▸ Exercise 1: Report each row below that contains the word "shorts".

_____

In the election of January 30, 2005, the U.S. military tried to
engineer the outcome it wanted ("Operation Founding Fathers"),
but the Shiites won anyway. Nearly a year later in the December
15, 2005 elections for the national assembly, the Shiites won
again, but Sunni, Kurdish, and American pressure has delayed the
formation of a government to this moment. After a compromise
candidate for prime minister was finally selected, two of the
most ominous condottiere of the Bush administration, Secretary
of State Condoleezza Rice and Secretary of Defense Donald
Rumsfeld, flew into Baghdad to tell him what he had to do for
"democracy" -- leaving the unmistakable impression that the new
prime minister is a puppet of the United States.
Hold the Economic Advice
After Latin America, East Asia is the area of the world longest
under America's imperialist tutelage. If you want to know
something about the U.S. record in exporting its economic and
political institutions, it's a good place to look. But first,
some definitions.
The political philosopher Hannah Arendt once argued that
democracy is such an abused concept we should dismiss as a
charlatan anyone who uses it in serious discourse without first
clarifying what he or she means by it. Therefore, let me
indicate what I mean by democracy. First, the acceptance within
a society of the principle that public opinion matters. If it
doesn't, as for example in Stalin's Russia, or present-day Saudi
Arabia, or the Japanese prefecture of Okinawa under American
military domination, then it hardly matters what rituals of
American democracy, such as elections, may be practiced.

_____

▸ Exercise 2: Reproduce the essay excerpt on U.S. democracy promotion word for word, from "Hold the Economic" up to and including "some definitions.".

_____

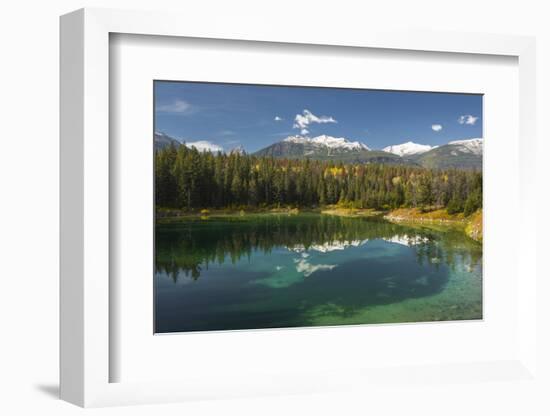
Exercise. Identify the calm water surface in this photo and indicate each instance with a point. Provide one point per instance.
(271, 271)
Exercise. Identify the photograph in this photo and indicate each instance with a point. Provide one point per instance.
(281, 206)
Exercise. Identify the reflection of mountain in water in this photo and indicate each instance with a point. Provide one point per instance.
(187, 246)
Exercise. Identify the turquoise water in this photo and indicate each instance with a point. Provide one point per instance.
(273, 271)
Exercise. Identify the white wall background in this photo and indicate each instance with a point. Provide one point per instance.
(29, 190)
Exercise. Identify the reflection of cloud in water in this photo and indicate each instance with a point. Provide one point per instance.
(328, 246)
(307, 269)
(407, 240)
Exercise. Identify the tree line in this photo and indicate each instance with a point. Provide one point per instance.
(188, 179)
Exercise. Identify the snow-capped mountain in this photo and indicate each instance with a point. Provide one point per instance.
(461, 154)
(408, 148)
(162, 140)
(204, 146)
(474, 146)
(331, 142)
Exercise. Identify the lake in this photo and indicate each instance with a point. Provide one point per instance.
(275, 271)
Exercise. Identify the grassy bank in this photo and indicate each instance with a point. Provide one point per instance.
(472, 225)
(228, 212)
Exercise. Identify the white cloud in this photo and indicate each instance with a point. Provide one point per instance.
(468, 119)
(205, 146)
(302, 121)
(177, 106)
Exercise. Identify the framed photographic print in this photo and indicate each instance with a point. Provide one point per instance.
(282, 219)
(291, 212)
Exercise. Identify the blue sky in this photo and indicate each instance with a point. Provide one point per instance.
(256, 116)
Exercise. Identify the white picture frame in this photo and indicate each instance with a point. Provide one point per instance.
(85, 207)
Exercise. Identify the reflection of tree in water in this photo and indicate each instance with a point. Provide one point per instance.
(187, 246)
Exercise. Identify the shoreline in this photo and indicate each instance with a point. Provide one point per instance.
(471, 225)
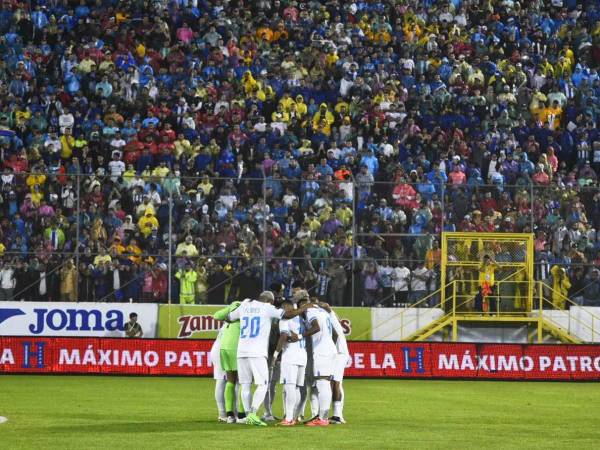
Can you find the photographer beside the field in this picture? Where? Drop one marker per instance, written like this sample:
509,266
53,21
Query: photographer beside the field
7,282
132,328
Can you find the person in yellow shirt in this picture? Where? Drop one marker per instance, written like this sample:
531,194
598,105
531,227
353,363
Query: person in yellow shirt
487,281
187,247
205,185
135,251
563,68
67,142
313,223
547,68
344,214
102,257
116,247
36,195
433,256
161,171
286,101
264,33
322,113
560,286
301,107
35,179
147,222
280,115
552,115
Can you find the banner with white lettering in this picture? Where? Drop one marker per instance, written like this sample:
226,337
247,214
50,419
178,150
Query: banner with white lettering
367,359
74,319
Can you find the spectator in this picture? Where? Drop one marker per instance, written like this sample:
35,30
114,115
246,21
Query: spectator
419,280
68,282
7,281
209,125
187,284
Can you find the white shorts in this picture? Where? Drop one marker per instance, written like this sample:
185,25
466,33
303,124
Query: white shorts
323,365
215,359
339,365
255,368
292,374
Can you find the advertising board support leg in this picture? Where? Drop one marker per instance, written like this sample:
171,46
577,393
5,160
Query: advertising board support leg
170,275
540,315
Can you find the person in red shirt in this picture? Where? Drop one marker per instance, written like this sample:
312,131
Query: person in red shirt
457,176
488,203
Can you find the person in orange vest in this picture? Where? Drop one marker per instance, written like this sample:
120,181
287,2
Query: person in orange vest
487,281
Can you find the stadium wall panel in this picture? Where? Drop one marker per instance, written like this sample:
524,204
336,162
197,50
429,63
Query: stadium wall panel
367,359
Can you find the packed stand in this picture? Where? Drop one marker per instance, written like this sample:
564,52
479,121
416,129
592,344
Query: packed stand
330,141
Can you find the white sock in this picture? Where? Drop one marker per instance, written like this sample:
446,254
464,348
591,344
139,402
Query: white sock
220,396
290,401
301,401
259,397
268,403
297,412
236,399
337,409
247,396
341,400
324,387
314,401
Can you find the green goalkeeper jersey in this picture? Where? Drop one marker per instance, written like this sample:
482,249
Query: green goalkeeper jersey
231,331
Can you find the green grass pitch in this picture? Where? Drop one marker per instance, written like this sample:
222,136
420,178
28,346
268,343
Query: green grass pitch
177,413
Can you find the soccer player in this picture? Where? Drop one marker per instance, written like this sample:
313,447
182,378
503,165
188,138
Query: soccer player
228,360
219,376
255,318
274,365
339,365
293,362
308,390
324,351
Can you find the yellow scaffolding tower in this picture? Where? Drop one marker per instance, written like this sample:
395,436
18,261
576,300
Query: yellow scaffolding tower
512,254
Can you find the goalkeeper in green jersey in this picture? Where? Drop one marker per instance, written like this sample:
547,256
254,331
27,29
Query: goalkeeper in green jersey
229,343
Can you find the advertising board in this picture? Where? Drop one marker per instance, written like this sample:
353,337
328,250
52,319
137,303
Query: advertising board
74,319
367,359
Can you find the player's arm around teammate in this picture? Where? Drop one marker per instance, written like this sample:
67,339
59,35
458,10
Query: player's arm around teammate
228,358
293,362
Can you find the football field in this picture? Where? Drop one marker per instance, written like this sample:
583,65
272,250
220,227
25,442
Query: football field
176,413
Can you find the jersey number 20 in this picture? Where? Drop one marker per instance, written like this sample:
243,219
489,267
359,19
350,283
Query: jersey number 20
250,327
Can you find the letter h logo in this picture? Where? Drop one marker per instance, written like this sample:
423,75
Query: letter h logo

_____

▸ Exercise answer 1:
Can you find the white shorts in this picture? Where? Drop one marker per instance, written like this sample:
Query: white shorts

▸ Exercise answer 2:
Hold the Economic Advice
After Latin America, East Asia is the area of the world longest
under America's imperialist tutelage. If you want to know
something about the U.S. record in exporting its economic and
political institutions, it's a good place to look. But first,
some definitions.